* **WRITTEN REQUEST**
Write the lines below as a JSON list of strings, one string per line, leaving out blank lines and the pictures.

* BEGIN DATA *

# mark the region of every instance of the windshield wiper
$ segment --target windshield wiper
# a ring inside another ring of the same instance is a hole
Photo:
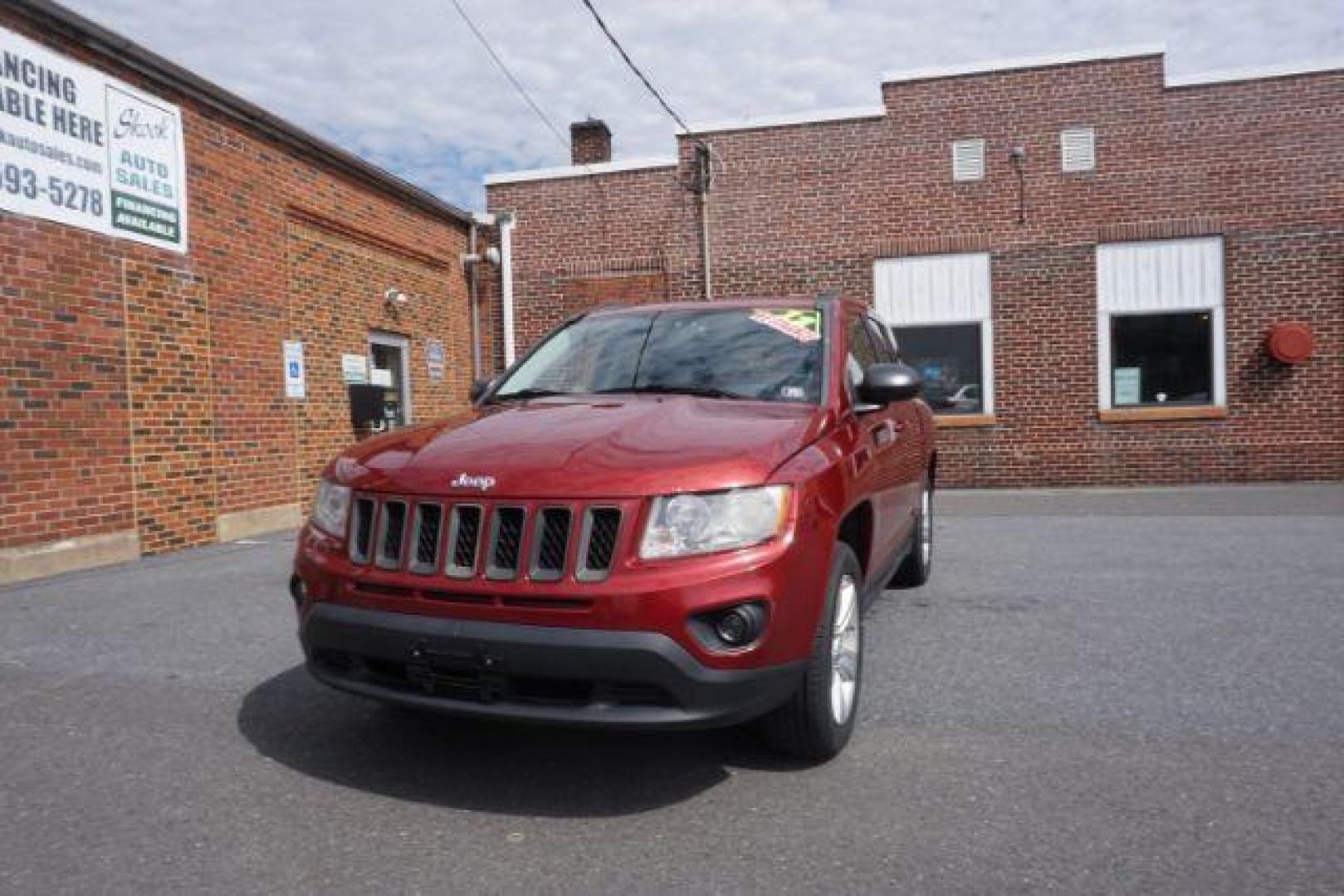
[[[556,392],[555,390],[519,390],[516,392],[505,392],[504,395],[491,395],[489,403],[495,402],[513,402],[526,400],[530,398],[555,398],[556,395],[574,395],[574,392]]]
[[[694,395],[696,398],[730,398],[750,399],[750,395],[730,392],[714,386],[672,386],[665,383],[648,386],[626,386],[624,388],[606,388],[593,392],[594,395],[612,395],[614,392],[632,392],[634,395]]]

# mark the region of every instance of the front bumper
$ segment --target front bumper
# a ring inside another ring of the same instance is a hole
[[[667,635],[446,619],[313,603],[308,669],[351,693],[427,709],[610,728],[711,728],[789,699],[802,662],[710,669]]]

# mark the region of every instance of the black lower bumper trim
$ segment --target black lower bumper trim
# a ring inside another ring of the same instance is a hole
[[[439,619],[316,603],[309,670],[352,693],[457,713],[614,728],[708,728],[759,716],[802,664],[710,669],[671,638]]]

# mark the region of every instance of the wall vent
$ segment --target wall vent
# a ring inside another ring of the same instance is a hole
[[[952,179],[984,180],[985,141],[958,140],[952,144]]]
[[[1093,171],[1097,168],[1097,132],[1091,128],[1060,130],[1059,156],[1066,172]]]

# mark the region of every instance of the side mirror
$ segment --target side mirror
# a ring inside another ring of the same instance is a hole
[[[874,364],[863,372],[859,400],[886,407],[892,402],[918,398],[921,391],[923,391],[923,375],[909,364]]]
[[[492,386],[495,386],[495,380],[489,377],[482,377],[472,383],[472,391],[468,392],[468,398],[470,399],[472,404],[480,402],[481,396],[485,395],[485,392],[488,392]]]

* END DATA *

* **RESPONSE**
[
  "# mark the region of every instance of the windshield wiper",
  "$ segment --target windshield wiper",
  "# a ring inside another ring of the same instance is a hole",
  "Photo:",
  "[[[556,392],[555,390],[519,390],[516,392],[505,392],[504,395],[491,395],[489,403],[495,402],[513,402],[526,400],[530,398],[555,398],[556,395],[574,395],[574,392]]]",
  "[[[694,395],[696,398],[730,398],[750,399],[750,395],[730,392],[714,386],[672,386],[665,383],[648,386],[626,386],[624,388],[606,388],[593,392],[594,395],[612,395],[614,392],[632,392],[634,395]]]",
  "# mark the region of every instance of the front bumper",
  "$ segment --target front bumper",
  "# a ring inside another ring of the same instance is a hole",
  "[[[667,635],[446,619],[313,603],[308,669],[351,693],[427,709],[610,728],[711,728],[789,699],[802,662],[710,669]]]",
  "# mark the region of every instance of the black lower bumper trim",
  "$ segment --target black lower bumper trim",
  "# a ring inside another ring of the same instance is a hole",
  "[[[439,619],[316,603],[309,670],[352,693],[457,713],[614,728],[708,728],[759,716],[802,664],[710,669],[671,638]]]",
  "# mark the region of every instance of the wall vent",
  "$ segment --target wall vent",
  "# a ring inside another ring of the same instance is a hole",
  "[[[952,179],[984,180],[985,141],[958,140],[952,144]]]",
  "[[[1093,171],[1097,168],[1097,132],[1091,128],[1060,130],[1059,156],[1066,172]]]",
  "# mark the region of every instance of the side mirror",
  "$ segment --target side mirror",
  "# a ring inside another ring of the same instance is a hole",
  "[[[874,364],[863,372],[859,400],[886,407],[892,402],[918,398],[921,391],[923,391],[923,375],[909,364]]]",
  "[[[492,386],[495,386],[495,380],[489,377],[482,377],[472,383],[472,391],[468,392],[468,398],[470,399],[472,404],[480,402],[481,396],[485,395],[485,392],[488,392]]]"
]